[DOCUMENT EXCERPT start]

Q20. If you were to pass away tomorrow, do you believe your executor or next-of-kin could correctly identify the location of all your valuable heirloom items?

  • (1) Yes, they would know the location of all of them
  • (2) They would know the location of most of them
  • (3) They would know the location of some of them
  • (4) They would not know where most of my items are
  • (5) Unsure

Q21. Do you maintain any kind of inventory or list of your valuable items that your heirs could reference?

  • (1) Yes, a current detailed inventory with photographs
  • (2) Yes, a current written list without photographs
  • (3) Yes, but it is more than 3 years old
  • (4) No, no inventory exists
  • (5) Unsure

Q22. [Open-ended] In your own words, what do you think would happen to your valuable items if you were to pass away tomorrow? [Open text, max 500 characters]

3.5 Attitudes and intentions

Q23. How important is it to you that specific heirloom items in your household pass to specific named recipients after your death (as opposed to being divided generally or sold)?

  • (1) Extremely important
  • (2) Very important
  • (3) Somewhat important
  • (4) Not very important
  • (5) Not at all important

Q24. In your view, what is the single biggest barrier to documenting your household's heirloom items more thoroughly?

  • (1) I haven't gotten around to it
  • (2) I'm not sure how to do it properly
  • (3) The cost of professional appraisal or attorney time
  • (4) I don't think it's necessary
  • (5) Emotional difficulty — I don't want to think about my own death
  • (6) Family dynamics — I'm worried about conflict if I name specific recipients
  • (7) Other [open text]
  • (8) No barrier — I have documented everything

Q25. In the last 24 months, have you done any of the following? (Select all that apply.)

[DOCUMENT EXCERPT end]
[LISTED RECORDS start]

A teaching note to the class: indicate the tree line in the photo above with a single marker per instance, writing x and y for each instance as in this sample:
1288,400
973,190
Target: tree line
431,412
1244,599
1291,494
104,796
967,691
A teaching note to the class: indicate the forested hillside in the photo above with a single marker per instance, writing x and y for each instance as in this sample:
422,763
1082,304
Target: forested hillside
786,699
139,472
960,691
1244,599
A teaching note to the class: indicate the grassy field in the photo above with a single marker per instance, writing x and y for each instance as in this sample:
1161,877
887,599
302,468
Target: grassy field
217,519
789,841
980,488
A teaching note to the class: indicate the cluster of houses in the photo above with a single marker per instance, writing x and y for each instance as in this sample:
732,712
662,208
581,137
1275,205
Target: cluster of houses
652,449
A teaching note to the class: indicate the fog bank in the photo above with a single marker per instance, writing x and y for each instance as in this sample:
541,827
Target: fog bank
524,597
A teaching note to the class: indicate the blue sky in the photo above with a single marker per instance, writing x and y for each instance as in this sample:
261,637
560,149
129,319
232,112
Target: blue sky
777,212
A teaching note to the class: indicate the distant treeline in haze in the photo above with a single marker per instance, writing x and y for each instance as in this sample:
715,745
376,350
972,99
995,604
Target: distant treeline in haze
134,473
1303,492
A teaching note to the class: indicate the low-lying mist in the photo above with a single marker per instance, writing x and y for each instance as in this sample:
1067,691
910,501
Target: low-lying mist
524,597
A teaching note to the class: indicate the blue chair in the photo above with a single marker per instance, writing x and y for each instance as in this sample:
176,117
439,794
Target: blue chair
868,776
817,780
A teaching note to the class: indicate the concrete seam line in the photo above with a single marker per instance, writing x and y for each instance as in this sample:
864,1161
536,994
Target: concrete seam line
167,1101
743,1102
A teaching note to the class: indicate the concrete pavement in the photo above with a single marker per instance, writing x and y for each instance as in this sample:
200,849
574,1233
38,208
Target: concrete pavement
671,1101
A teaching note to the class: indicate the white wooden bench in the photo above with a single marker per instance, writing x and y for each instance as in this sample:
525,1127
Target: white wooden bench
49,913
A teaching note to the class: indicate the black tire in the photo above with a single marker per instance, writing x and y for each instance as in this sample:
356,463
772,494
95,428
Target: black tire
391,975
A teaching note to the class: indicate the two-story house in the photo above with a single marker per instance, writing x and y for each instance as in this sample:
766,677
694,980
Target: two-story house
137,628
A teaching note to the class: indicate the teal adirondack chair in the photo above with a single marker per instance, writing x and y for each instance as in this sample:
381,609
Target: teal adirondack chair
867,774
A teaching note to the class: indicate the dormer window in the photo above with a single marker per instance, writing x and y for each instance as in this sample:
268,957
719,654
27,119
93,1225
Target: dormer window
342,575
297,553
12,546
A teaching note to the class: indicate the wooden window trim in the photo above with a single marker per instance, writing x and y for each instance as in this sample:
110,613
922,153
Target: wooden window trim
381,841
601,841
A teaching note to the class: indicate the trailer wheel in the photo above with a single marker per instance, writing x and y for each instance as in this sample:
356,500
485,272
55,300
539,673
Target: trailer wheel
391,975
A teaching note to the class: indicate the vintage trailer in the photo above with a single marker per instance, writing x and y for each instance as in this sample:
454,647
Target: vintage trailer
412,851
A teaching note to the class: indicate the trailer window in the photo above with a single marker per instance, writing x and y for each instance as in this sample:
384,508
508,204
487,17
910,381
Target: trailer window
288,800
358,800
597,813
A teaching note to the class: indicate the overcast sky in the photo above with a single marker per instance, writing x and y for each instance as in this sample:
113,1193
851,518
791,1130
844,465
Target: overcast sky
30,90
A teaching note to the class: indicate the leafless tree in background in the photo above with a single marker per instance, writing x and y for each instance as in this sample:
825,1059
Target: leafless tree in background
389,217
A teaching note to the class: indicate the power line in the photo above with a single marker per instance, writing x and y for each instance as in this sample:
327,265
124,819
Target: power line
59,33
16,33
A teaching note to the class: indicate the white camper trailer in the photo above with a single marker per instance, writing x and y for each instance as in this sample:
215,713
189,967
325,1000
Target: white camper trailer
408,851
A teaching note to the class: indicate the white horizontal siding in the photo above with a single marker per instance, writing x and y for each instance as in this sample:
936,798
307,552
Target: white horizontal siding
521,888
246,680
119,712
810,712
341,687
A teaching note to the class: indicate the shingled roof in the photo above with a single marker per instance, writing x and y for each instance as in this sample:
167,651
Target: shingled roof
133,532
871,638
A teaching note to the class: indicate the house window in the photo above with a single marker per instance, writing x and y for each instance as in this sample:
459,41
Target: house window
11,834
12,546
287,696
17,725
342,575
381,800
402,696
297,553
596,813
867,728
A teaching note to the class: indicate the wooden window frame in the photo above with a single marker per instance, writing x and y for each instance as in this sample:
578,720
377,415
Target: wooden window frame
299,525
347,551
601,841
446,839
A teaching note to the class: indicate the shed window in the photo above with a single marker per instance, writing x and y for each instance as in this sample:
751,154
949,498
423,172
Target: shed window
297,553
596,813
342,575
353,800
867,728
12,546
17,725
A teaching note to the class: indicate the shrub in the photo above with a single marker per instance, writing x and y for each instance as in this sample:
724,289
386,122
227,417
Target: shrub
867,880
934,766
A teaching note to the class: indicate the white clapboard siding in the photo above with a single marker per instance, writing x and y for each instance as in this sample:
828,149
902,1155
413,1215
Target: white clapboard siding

[LISTED RECORDS end]

EXERCISE TASKS:
1. List every answer option that the heirloom survey excerpt gives for Q23.
2. In the heirloom survey excerpt, what is the character limit for the open-ended response to Q22?
3. Copy the heirloom survey excerpt from "Q23. How important" to "generally or sold)?", including both.

ANSWER SET:
1.
(1) Extremely important
(2) Very important
(3) Somewhat important
(4) Not very important
(5) Not at all important

2. 500 characters.

3.
Q23. How important is it to you that specific heirloom items in your household pass to specific named recipients after your death (as opposed to being divided generally or sold)?